Exercise. Copy each line of the entries below that contains the string "glove".

Collected data entries.
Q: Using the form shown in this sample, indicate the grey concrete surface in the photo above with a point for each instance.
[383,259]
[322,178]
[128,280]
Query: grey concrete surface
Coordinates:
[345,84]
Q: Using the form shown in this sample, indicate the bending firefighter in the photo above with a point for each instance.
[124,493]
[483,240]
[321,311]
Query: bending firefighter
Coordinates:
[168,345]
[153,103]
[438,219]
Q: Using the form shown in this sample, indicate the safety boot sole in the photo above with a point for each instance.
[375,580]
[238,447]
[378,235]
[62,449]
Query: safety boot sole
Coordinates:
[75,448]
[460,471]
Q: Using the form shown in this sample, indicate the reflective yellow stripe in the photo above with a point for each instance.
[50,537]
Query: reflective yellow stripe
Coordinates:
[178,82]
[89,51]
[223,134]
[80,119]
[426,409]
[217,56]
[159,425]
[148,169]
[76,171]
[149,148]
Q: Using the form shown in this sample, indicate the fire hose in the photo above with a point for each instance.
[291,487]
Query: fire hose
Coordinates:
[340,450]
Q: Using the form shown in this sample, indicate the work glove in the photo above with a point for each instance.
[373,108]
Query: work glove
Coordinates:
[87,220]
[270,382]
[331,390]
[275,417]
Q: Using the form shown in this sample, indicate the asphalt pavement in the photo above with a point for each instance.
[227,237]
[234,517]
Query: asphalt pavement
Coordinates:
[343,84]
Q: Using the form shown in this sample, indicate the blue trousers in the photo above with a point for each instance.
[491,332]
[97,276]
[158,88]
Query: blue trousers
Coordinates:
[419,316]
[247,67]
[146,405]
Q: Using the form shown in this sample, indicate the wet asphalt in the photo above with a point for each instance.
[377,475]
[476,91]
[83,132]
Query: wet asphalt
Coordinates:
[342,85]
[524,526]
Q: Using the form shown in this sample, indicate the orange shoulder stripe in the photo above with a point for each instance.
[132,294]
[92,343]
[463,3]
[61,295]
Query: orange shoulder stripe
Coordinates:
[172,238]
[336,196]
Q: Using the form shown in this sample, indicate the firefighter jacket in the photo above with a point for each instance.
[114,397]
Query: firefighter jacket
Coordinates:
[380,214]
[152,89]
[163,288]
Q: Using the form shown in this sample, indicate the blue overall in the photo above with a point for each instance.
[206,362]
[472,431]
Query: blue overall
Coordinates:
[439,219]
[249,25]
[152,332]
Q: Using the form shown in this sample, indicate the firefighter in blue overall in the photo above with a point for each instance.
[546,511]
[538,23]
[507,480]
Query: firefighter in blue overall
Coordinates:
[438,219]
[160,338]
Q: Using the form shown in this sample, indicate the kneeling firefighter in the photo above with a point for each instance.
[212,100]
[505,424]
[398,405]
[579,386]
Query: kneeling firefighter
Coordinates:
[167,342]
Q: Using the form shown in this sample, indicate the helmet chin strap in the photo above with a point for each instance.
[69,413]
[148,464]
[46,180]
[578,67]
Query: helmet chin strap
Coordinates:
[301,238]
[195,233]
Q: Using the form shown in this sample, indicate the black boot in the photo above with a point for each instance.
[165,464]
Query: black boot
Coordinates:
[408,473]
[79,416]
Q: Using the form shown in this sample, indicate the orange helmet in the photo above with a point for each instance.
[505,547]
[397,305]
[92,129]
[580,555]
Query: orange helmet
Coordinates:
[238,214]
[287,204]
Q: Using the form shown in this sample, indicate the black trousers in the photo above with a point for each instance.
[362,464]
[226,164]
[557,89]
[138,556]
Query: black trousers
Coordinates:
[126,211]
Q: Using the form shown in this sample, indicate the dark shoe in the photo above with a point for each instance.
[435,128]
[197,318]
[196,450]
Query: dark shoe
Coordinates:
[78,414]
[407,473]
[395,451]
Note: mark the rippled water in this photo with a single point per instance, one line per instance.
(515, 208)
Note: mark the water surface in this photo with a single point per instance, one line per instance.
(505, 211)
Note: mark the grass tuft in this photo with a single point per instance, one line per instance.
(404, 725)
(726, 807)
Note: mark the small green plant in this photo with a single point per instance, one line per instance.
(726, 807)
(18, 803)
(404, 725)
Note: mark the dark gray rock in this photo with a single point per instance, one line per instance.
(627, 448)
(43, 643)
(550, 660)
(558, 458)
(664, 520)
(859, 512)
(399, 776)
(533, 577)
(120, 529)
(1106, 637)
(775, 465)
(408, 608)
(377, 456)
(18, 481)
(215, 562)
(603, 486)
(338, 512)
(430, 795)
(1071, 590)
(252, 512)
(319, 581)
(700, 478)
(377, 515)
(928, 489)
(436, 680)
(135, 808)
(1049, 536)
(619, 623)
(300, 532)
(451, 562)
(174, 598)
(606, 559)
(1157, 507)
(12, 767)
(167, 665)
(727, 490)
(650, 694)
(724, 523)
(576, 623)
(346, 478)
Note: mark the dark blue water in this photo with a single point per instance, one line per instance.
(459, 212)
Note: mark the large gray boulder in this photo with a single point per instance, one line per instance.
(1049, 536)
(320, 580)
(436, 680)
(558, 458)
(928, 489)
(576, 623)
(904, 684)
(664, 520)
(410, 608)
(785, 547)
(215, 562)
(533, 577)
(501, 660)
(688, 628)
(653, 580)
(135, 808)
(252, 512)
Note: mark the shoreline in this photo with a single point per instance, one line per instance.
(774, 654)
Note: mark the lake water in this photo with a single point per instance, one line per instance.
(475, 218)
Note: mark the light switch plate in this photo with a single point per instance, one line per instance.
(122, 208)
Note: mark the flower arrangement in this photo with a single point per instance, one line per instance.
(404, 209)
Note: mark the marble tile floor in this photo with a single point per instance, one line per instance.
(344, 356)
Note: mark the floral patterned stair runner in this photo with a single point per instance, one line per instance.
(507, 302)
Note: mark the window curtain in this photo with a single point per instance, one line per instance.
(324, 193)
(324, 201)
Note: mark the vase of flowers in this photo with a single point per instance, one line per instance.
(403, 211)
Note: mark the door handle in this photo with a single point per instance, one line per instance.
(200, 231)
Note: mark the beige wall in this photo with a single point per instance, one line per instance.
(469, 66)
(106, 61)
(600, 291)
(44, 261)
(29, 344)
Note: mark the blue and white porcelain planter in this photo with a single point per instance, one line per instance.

Expected output.
Q: Using the form shown in this sample, indicate the work glove in the photo above with a point for each instance.
Query: work glove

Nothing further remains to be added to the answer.